[[ Material to process, beginning ]]

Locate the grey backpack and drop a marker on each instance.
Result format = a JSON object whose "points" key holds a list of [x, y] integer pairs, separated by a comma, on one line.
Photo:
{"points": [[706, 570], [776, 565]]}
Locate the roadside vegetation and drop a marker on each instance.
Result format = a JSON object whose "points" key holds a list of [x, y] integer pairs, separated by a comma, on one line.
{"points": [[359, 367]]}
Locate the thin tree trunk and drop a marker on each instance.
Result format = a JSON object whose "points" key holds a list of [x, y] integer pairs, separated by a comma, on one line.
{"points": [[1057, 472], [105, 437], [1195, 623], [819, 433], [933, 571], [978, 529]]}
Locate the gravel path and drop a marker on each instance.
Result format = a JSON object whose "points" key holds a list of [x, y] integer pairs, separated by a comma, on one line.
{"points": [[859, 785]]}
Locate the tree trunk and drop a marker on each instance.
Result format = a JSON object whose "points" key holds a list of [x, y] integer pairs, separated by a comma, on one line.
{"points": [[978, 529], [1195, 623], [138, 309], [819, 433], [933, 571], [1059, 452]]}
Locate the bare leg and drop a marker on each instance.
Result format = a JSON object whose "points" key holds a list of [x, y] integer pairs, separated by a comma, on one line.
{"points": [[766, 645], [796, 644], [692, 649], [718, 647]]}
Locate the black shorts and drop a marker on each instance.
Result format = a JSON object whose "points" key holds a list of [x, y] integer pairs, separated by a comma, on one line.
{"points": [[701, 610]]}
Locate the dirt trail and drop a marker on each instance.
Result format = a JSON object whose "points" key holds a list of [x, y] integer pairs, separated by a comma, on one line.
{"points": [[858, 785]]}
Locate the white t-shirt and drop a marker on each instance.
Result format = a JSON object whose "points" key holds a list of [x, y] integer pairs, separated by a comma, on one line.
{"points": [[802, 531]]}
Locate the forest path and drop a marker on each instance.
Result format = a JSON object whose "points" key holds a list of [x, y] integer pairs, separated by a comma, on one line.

[[ Material to process, end ]]

*Work order*: Each record above should be restated word for word.

*Written answer*:
Locate the grey backpack and drop a marker on each instance.
Result format = a JSON object whose "points" key holds a list of [x, y] integer pairs, separated by a comma, on one line.
Photo:
{"points": [[706, 570], [776, 565]]}
Locate the roadside vegetation and drop a marker on each instance.
Result format = a JSON object whose "points" key holds a list of [x, y] integer pairs, separated by a comma, on one line.
{"points": [[359, 367]]}
Locate the thin tree trunk and drop a marker on each instance.
Result format = a JSON object whose "points" key holds a list of [x, y] integer pairs, separated by a comma, on one line.
{"points": [[1057, 472], [105, 437], [1195, 623], [819, 433], [933, 571], [978, 529]]}
Locate the gravel path and drop a marker on each instance.
Result format = a JSON object whose "points" key holds a list of [x, y] integer pairs, separated by a comma, on one line.
{"points": [[859, 785]]}
Locate the tree trunk and drop a marker on each instance.
Result format = a JSON object whose "points" key holds a list of [x, y] integer pairs, separated by a comma, on one line.
{"points": [[978, 529], [1195, 623], [138, 309], [819, 433], [933, 571], [1059, 452]]}
Locate the bare leg and drop a marker on each instance.
Result format = a JSON object whose "points" key holds a list of [x, y] integer pairs, separated by a comma, on one line.
{"points": [[766, 645], [796, 644], [692, 649], [718, 647]]}
Locate the black shorts and drop a marker on each instance.
Result format = a JSON object whose "points" key holds a list of [x, y] integer pairs, separated by a comma, on one line.
{"points": [[701, 610]]}
Locate the dirt trail and drop a marker on each instance.
Result format = a JSON object whose "points" key holds a list of [x, y] integer pairs, separated by a comma, on one line.
{"points": [[858, 785]]}
Locate the white t-shirt and drop a marker on each instance.
Result format = a JSON object whose "points" key holds a list of [x, y] integer pairs, separated by a comma, on one line.
{"points": [[802, 531]]}
Locate the forest path and drop a marker on each instance.
Result format = a JSON object whose "points" key holds a list of [x, y] integer pairs, separated by a comma, on one line.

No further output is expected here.